▸ **Your instructions**
Please copy out the records that follow exactly as they stand.

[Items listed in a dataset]
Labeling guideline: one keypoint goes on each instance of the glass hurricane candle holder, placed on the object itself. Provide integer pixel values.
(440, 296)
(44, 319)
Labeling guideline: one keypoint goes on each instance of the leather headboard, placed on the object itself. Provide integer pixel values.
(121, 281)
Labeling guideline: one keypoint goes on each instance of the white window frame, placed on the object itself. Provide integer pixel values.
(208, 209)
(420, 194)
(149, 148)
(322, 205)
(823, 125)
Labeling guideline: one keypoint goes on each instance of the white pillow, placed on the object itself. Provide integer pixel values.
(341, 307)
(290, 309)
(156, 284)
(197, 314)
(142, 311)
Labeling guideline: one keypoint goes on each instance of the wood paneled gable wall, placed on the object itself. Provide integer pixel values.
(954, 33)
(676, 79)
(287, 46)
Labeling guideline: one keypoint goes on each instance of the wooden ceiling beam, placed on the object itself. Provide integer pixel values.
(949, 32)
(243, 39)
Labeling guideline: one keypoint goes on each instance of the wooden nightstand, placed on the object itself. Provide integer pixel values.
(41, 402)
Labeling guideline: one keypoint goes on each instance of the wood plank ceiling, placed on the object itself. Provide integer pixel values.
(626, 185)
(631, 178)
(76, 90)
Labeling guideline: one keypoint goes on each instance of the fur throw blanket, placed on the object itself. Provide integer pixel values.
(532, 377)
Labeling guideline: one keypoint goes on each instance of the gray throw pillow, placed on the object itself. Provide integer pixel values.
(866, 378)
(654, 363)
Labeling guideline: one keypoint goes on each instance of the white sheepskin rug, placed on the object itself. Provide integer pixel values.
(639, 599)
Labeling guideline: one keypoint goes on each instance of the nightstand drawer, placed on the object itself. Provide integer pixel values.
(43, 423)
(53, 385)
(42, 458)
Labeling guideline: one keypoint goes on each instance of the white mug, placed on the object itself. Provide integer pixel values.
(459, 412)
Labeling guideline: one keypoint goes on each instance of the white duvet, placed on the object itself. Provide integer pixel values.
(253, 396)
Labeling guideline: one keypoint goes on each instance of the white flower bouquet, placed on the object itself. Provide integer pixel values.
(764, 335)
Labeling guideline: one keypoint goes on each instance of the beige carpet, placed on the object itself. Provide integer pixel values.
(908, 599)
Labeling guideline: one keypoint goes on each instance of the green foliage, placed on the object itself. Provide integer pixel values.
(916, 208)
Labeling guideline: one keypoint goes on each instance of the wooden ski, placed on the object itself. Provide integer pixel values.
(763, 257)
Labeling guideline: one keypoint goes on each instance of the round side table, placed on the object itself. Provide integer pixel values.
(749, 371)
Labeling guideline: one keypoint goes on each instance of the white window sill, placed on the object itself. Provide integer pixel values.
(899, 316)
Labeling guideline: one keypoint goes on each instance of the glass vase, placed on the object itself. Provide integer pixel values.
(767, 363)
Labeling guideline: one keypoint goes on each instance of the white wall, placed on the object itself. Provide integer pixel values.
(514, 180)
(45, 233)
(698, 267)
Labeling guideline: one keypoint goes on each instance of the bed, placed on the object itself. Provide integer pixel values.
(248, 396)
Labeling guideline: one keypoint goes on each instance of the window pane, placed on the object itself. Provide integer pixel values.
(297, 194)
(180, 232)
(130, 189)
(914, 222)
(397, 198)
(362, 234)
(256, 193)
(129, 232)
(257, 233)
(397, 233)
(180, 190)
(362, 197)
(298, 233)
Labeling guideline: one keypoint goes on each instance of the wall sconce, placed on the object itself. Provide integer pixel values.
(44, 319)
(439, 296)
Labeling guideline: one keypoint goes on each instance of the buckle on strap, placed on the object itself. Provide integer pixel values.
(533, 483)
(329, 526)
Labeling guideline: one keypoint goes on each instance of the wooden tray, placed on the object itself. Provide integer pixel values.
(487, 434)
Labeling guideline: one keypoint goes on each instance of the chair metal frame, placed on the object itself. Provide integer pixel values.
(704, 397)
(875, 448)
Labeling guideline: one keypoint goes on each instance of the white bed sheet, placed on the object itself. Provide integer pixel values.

▸ **Result of this exercise**
Labeling guideline: one keypoint goes on each instance of the glass hurricane candle holder, placed on the object itself. Provide integer pixel values.
(440, 296)
(44, 319)
Labeling guideline: one keypoint goes on each instance of the leather headboard, placed on the object itself. Provide integer pixel values.
(121, 281)
Labeling guideline: one keypoint goes on each instance of the white window frame, placed on the object itself. Provide integer pixel values.
(208, 209)
(420, 194)
(149, 148)
(322, 205)
(823, 125)
Labeling guideline: one keypoint goes on each instance of the white pillow, placed on the object itself. Provide integer pixel values.
(341, 307)
(290, 309)
(156, 284)
(197, 314)
(142, 311)
Labeling guideline: one keypoint goes on each instance of the wood paneled gable wall, placed on the object itself. Provide integer pixel values.
(954, 33)
(676, 79)
(287, 46)
Labeling guideline: one keypoint goes on each instance of the wooden ceiling beam, placed on the object itself. Provide integer pixel values.
(949, 32)
(243, 39)
Labeling guideline: one keypoint goes on each instance of the wooden nightstand, placed on the object itself. Provide integer pixel values.
(41, 402)
Labeling guideline: one keypoint goes on each instance of the wood plank ceiling, placed on the object itself. Provide integer pixel values.
(626, 185)
(631, 178)
(76, 90)
Labeling guideline: one keypoint goes on each instance of the fur throw blanket, placed on the object itself. Provide integer pixel values.
(532, 377)
Labeling guideline: one keypoint goes on each instance of the gray throw pillow, placed on the object itself. Provide integer pixel values.
(866, 378)
(654, 363)
Labeling guideline: one keypoint goes on each instance of the white sheepskin rug, placed on the object itself. Provide integer pixel values.
(639, 599)
Labeling guideline: one keypoint goes on each instance of the nightstand drawer, placed on the object itself. Provide integer pixel values.
(43, 423)
(53, 385)
(42, 458)
Labeling guideline: one keypoint goes on each instance of the white mug, placed on the object itself. Provide integer pixel values.
(459, 412)
Labeling guideline: one keypoint goes on each instance of the white duvet, placed on the object itself. Provide integer pixel values.
(253, 396)
Labeling guideline: one keypoint goes on each instance of the white flower bouquet, placed on the object itself. Provide integer pixel values.
(764, 335)
Labeling guideline: one keypoint goes on each instance of the beige carpet, placed on the object itself. Provide integer pixel values.
(908, 599)
Labeling guideline: one keypoint goes on each instance of the green foliage, placed on the object itself. Provide integer pixel values.
(916, 208)
Labeling guideline: one keypoint goes on each instance of the wooden ski, placed on the object itself. Provide integer pixel values.
(763, 257)
Labeling guideline: one keypoint goes on each instance of the round side table, placed on the object itself. Provide integer pixel values.
(749, 371)
Labeling guideline: one keypoint goes on each instance of the white window sill, placed on the object itself. Provide integer pixel values.
(899, 316)
Labeling guideline: one keypoint goes on each instance of the glass vase, placed on the object itself. Provide integer pixel values.
(767, 363)
Labeling guideline: one keypoint goes on each instance of the white wall, placed on the object itself. Provide integer pixel values.
(514, 180)
(45, 233)
(698, 267)
Labeling guideline: one keypoint goes on each instance of the bed, placed on the object itself. Provide integer pixel values.
(248, 396)
Labeling guideline: one keypoint goes on each instance of the window pane, placed on the object itself. Provide integer pixel values.
(297, 194)
(180, 232)
(130, 189)
(914, 222)
(397, 198)
(362, 234)
(256, 193)
(129, 232)
(257, 233)
(397, 233)
(180, 190)
(362, 197)
(298, 233)
Labeling guideline: one keypoint goes on each instance of the wall sconce, placed on the object itself. Provide integer pixel values.
(44, 319)
(439, 296)
Labeling guideline: one keypoint goes on each instance of the buckle on strap, placed on the object itself. Provide integer pixel values.
(533, 483)
(329, 526)
Labeling guideline: one keypoint goes on each instance of the wooden tray, placed on the object itself. Provide integer pixel values.
(487, 434)
Labeling guideline: one keypoint goes on each instance of the chair metal frame, placed on the object itself. Provide integer pixel values.
(704, 397)
(875, 448)
Labeling guideline: one keypoint goes on each instance of the white bed sheet, placed on the object itself. Provide integer pixel values.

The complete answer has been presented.